● **Brief**: The required output is the line that contains "</instance>" and every line after it, each written out exactly, up to the end of the entries.

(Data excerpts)

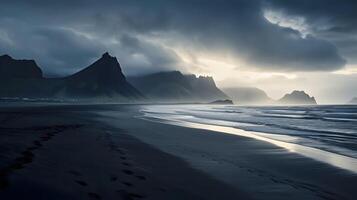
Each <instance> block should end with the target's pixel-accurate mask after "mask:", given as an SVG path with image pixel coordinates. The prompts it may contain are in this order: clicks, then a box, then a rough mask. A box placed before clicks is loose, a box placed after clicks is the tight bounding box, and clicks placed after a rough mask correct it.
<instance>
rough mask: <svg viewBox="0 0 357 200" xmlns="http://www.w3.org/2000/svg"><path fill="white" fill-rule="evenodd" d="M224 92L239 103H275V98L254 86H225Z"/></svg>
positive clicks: (253, 103) (263, 103)
mask: <svg viewBox="0 0 357 200" xmlns="http://www.w3.org/2000/svg"><path fill="white" fill-rule="evenodd" d="M223 92H224V93H226V94H227V95H228V96H229V97H231V98H232V100H233V101H234V102H235V103H237V104H245V105H247V104H248V105H256V104H271V103H273V100H272V99H271V98H269V97H268V95H267V94H266V93H265V92H264V91H263V90H261V89H258V88H254V87H235V88H224V89H223Z"/></svg>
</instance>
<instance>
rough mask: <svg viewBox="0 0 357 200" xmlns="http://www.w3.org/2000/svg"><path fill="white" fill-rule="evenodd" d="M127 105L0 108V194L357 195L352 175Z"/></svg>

● **Expected answer**:
</instance>
<instance>
rough mask: <svg viewBox="0 0 357 200" xmlns="http://www.w3.org/2000/svg"><path fill="white" fill-rule="evenodd" d="M127 105L0 108V194L357 195L352 175Z"/></svg>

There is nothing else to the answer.